§ **REQUIRED ACTION A**:
In the Haworthia rossouwii profile, who is honored by the specific epithet "rossouwii"?
§ **REQUIRED ACTION B**:
Pick up the Haworthia rossouwii profile after its final sentence and carry on writing it.

§ **EXTRACT PROVIDED**:
******

Haworthia rossouwii Poelln.
Haworthia chloracantha var. serrata, Haworthia rossouwii var. rossouwii, Haworthia rossouwii var. serrata, Haworthia serrata
This species is native to South Africa (found in Napier in the Overberg region, Western Cape).
Haworthia rossouwii, formerly known as Haworthia serrata, is a small succulent that forms stemless rosettes of pale green to yellowish-green leaves with translucent lines above and spines along margins and keels. The rosettes are up to 2.8 inches (7 cm) in diameter, solitary, or slowly proliferating from the base to form small groups. Leaves are erect to spreading and taper gradually from a broad base to a point. They are up to 2.4 inches (6 cm) long and up to 0.4 inches (1 cm) wide. Flowers are white with green to greenish-brown venation and appear in winter on a slender stem.
This species is often confused with the more pale and slender varieties of Haworthia mirabilis. Some authors considered H. rossouwii as synonymous with Haworthia mirabilis var. triebneriana.
The specific epithet "rossouwii" honors Mr. Rossouw, a policeman in Napier and one of the first collectors of this species.
How to Grow and Care for Haworthia rossouwii
Light: Although some species can grow in full sun, most Haworthias are adapted to thrive in partial shade. Place the potted H. rossouwii in a bright area with some protection from the hottest rays of the day.
Soil: All Haworthias do not like their roots to remain wet for prolonged periods, so their potting soil should be well-drained. Use a commercial succulent potting mix or make your own.
Hardiness: Haworthias like warmer temperatures in the summer but cool in the winter. However, they do not like being too cold. H. rossouwii can withstand temperatures as low as 30 to 50 °F (-1.1 to 10 °C), USDA hardiness zones 10a to 11b.

******

§ **EXERCISE DATA**:
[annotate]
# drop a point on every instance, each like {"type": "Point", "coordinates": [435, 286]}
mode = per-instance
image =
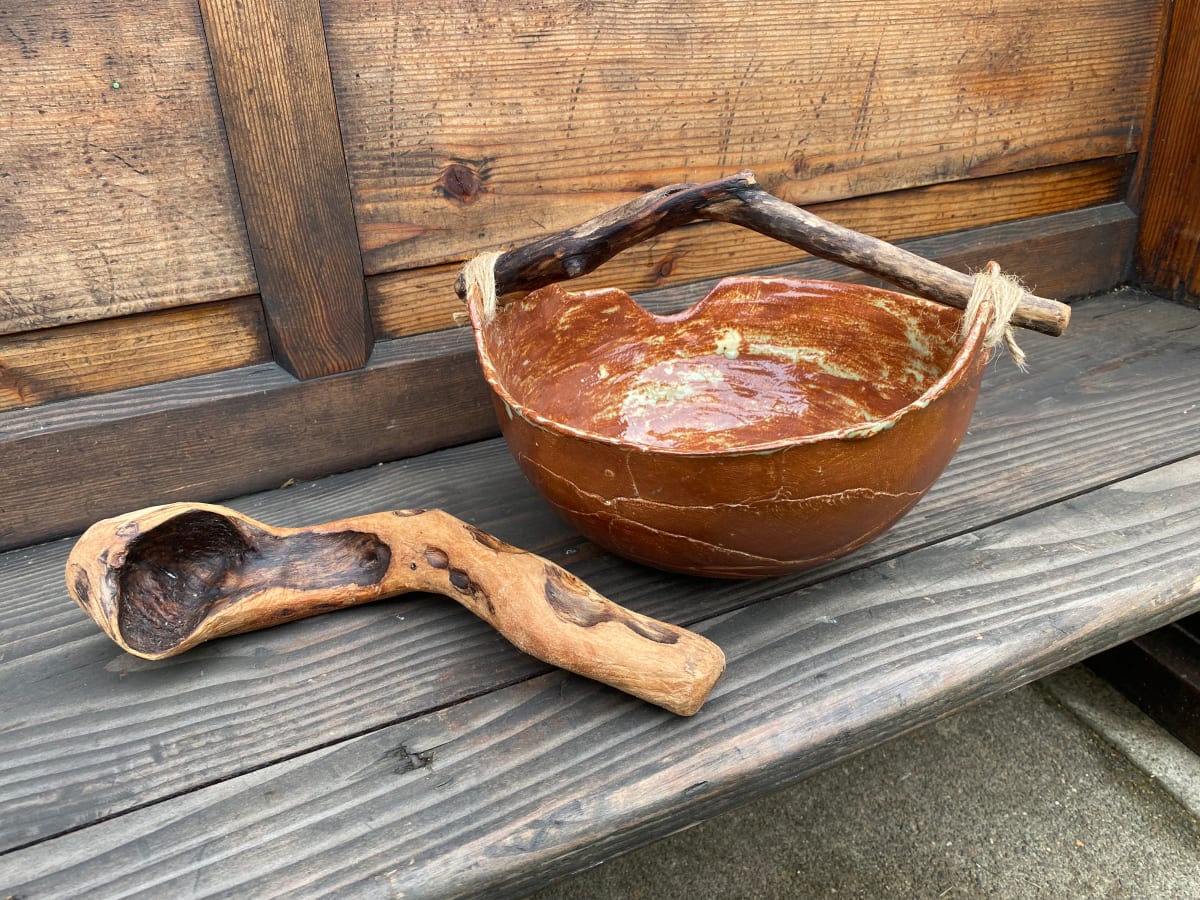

******

§ **ANSWER BOX A**:
Mr. Rossouw, a policeman in Napier and one of the first collectors of this species.

§ **ANSWER BOX B**:
Watering: During the hottest summer months, when Haworthias are mostly dormant, water just enough to keep the leaves from shriveling. From fall to spring, when growth is most active, water H. rossouwii thoroughly, then wait until the top of the soil dries out before watering again. Water the plants less during the winter when their growth slows down significantly.
Fertilizing: Haworthias do not require much fertilizer but for optimum growth, fertilization is a good idea. Feed only with a dilute fertilizer and only during the active growing season.
Repotting: These succulents are generally slow-growing and can stay in the same pot for years. For best health, H. rossouwii should be repotted into fresh soil every two to three years.
Propagation: Vegetative propagation, especially by offsets, is the quickest and most common method of propagating Haworthias. They can also be propagated by leaves and seeds. Remove the offsets when they have started developing their own roots. Sow seeds in spring or fall in a well-draining soil mix.
Learn more at How to Grow and Care for Haworthia.
Toxicity of Haworthia rossouwii
Haworthia species are generally non-toxic to humans and animals.